**Extract**

----------------------------------------

PRODUCT_MAKEFILES := \
$(LOCAL_DIR)/bookphone.mk
When the build system scans device/ directories, it looks for
AndroidProducts.mk files. Each path listed in PRODUCT_MAKEFILES defines a
lunch target whose name is the PRODUCT_NAME set inside that makefile.
63.3.4 The Product Makefile: bookphone.mk¶
This is the top-level product definition. It inherits from Goldfish to get all the emulator infrastructure, then overlays our customizations:
# device/AospBook/bookphone/bookphone.mk
#
# Top-level product makefile for AospBook Phone.
# This defines the lunch target "bookphone".
#
# Inherits from the Goldfish emulator to get all emulator-specific
# packages, HALs, kernel configuration, and hardware support.
# ============================================================
# Inherit from Goldfish emulator
# ============================================================
# Use dynamic partitions, same sizing as stock emulator
PRODUCT_USE_DYNAMIC_PARTITIONS := true
BOARD_EMULATOR_DYNAMIC_PARTITIONS_SIZE ?= $(shell expr 2400 \* 1048576)
BOARD_SUPER_PARTITION_SIZE := \
$(shell expr $(BOARD_EMULATOR_DYNAMIC_PARTITIONS_SIZE) + 8388608)

----------------------------------------

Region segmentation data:
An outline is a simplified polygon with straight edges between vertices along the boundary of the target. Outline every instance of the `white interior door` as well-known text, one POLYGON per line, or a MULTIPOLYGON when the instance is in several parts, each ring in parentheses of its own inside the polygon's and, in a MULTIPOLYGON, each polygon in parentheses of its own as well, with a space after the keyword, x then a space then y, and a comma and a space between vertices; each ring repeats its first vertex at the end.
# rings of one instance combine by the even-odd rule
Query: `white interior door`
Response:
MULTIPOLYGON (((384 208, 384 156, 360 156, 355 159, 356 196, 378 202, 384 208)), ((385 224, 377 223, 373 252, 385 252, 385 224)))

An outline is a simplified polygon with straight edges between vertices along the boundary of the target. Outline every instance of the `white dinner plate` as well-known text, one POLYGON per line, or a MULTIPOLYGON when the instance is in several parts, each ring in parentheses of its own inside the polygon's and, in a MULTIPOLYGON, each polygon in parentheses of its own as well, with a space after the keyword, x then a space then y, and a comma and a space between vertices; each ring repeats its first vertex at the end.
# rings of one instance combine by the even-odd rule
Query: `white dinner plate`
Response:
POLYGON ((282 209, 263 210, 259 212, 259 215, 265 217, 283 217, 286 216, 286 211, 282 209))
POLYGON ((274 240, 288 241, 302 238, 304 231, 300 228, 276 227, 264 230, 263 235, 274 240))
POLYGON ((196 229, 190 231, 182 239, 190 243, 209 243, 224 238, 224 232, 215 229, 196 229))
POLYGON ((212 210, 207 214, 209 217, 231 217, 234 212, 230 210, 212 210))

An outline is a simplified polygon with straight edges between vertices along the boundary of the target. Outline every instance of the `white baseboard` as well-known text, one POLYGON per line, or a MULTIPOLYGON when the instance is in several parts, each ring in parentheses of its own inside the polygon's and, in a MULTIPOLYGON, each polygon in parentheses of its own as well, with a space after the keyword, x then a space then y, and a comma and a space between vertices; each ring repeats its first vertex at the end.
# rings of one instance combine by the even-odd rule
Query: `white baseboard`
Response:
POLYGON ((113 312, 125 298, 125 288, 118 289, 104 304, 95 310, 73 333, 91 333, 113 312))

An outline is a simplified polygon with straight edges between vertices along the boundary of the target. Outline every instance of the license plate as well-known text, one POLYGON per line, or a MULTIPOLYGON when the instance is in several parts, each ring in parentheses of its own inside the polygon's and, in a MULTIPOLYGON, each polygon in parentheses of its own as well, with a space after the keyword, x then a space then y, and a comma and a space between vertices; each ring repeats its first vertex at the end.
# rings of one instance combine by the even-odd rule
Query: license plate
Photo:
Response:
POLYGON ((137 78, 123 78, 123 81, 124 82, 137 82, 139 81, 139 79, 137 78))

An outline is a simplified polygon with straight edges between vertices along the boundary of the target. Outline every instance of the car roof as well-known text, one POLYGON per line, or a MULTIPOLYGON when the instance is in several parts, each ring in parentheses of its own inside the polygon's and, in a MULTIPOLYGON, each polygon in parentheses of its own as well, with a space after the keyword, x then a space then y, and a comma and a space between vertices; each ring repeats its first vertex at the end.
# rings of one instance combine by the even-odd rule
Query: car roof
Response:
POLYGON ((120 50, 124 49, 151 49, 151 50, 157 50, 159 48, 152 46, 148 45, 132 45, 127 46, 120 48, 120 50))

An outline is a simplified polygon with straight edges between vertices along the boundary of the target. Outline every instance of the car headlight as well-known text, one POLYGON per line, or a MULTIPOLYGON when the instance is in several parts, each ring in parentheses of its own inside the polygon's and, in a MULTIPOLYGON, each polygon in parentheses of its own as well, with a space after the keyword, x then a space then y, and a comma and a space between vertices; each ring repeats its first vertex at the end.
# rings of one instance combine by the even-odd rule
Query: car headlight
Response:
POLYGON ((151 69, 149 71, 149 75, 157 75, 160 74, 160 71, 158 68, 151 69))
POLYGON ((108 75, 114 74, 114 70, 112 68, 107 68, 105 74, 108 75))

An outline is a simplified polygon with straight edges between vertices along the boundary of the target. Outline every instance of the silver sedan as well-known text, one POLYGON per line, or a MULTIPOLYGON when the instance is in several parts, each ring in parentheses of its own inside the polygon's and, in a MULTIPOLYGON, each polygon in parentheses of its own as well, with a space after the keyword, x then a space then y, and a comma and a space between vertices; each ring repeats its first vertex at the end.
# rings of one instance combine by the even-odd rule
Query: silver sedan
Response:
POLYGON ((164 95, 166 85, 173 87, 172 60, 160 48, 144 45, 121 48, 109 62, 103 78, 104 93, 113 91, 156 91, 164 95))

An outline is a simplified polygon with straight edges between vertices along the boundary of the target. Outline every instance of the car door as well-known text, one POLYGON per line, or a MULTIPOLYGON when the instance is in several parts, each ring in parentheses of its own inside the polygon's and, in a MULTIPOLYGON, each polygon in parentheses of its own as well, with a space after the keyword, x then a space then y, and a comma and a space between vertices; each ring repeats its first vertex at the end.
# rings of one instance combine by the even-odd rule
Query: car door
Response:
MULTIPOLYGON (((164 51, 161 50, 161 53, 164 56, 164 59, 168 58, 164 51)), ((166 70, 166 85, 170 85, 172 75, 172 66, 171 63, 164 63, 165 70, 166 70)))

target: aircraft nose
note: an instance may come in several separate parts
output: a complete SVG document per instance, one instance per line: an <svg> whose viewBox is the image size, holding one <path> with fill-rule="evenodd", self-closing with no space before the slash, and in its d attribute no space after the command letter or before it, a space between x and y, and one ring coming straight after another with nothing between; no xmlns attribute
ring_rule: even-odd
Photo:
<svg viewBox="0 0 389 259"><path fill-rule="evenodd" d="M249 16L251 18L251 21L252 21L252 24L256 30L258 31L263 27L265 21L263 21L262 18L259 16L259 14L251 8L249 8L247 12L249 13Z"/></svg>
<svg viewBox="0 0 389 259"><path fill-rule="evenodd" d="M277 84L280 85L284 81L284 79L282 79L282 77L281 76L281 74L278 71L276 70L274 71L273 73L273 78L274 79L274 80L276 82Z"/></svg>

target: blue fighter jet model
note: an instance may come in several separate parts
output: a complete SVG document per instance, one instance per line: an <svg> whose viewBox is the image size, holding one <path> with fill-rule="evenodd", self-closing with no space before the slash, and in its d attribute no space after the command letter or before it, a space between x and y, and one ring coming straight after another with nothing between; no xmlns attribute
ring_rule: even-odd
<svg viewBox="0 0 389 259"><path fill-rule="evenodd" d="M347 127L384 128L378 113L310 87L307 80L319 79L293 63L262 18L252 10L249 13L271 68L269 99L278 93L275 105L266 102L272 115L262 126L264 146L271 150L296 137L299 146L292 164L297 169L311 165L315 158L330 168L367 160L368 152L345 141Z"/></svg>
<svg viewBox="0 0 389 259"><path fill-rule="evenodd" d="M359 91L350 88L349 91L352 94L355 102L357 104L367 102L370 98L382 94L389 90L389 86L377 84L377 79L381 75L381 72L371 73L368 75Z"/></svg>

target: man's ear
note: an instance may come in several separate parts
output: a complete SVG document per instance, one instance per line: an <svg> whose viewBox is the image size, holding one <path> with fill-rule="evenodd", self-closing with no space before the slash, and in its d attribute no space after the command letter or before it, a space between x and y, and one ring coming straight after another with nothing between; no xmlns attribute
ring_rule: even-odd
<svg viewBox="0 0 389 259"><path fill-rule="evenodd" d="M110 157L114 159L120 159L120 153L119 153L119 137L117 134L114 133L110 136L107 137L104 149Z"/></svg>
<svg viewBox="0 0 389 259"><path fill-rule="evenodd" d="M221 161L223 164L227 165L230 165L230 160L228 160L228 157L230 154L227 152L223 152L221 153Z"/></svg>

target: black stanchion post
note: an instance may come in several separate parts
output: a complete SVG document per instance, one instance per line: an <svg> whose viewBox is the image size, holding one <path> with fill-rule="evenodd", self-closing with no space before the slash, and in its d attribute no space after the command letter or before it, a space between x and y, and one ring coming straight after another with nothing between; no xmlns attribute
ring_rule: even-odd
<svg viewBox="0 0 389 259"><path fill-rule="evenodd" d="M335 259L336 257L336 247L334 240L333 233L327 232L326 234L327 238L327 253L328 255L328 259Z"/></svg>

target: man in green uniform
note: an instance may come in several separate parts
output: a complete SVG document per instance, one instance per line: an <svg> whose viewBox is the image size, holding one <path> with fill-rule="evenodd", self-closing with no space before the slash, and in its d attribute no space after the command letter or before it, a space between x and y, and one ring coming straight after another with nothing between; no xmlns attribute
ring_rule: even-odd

----------------------------------------

**Job 1**
In the makefile excerpt, what files does the build system look for when it scans device/ directories?
**Job 2**
Rewrite the makefile excerpt from "63.3.4 The Product" to "and hardware support.", renaming "Goldfish" as "Cuttlefish".
**Job 3**
Go on with the makefile excerpt from the point where it ends.

**Task result 1**
AndroidProducts.mk files.

**Task result 2**
63.3.4 The Product Makefile: bookphone.mk¶
This is the top-level product definition. It inherits from Cuttlefish to get all the emulator infrastructure, then overlays our customizations:
# device/AospBook/bookphone/bookphone.mk
#
# Top-level product makefile for AospBook Phone.
# This defines the lunch target "bookphone".
#
# Inherits from the Cuttlefish emulator to get all emulator-specific
# packages, HALs, kernel configuration, and hardware support.

**Task result 3**
# 64-bit only configuration
$(call inherit-product, $(SRC_TARGET_DIR)/product/core_64_bit_only.mk)
# Goldfish board details (kernel, fstab, etc.)
$(call inherit-product, device/generic/goldfish/board/emu64x/details.mk)
# Goldfish phone configuration (HALs, permissions, vendor packages)
$(call inherit-product, device/generic/goldfish/product/phone.mk)
# Our device-specific configuration
$(call inherit-product, device/AospBook/bookphone/device.mk)
# ============================================================
# Product identity
# ============================================================
PRODUCT_BRAND := AospBook
PRODUCT_NAME := bookphone
PRODUCT_DEVICE := bookdevice
PRODUCT_MODEL := AospBook Phone
PRODUCT_MANUFACTURER := AospBook
# Build fingerprint (shown in Settings > About phone)
BUILD_FINGERPRINT := AospBook/bookphone/bookdevice:16/AP3A.250318.001/eng.builder:userdebug/dev-keys
# ============================================================
# Additional product properties
# ============================================================
PRODUCT_PROPERTY_OVERRIDES += \
ro.build.display.id=AospBook-1.0 \
ro.aospbook.version=1.0.0 \
ro.aospbook.build.type=development \
persist.sys.timezone=America/Los_Angeles
63.3.5 The Device Makefile: device.mk¶
This file contains device-specific packages, copy files, and properties:
# device/AospBook/bookphone/device.mk
#
# Device-level configuration for AospBook Phone.
# This is where we add our custom packages, overlays, and copy files.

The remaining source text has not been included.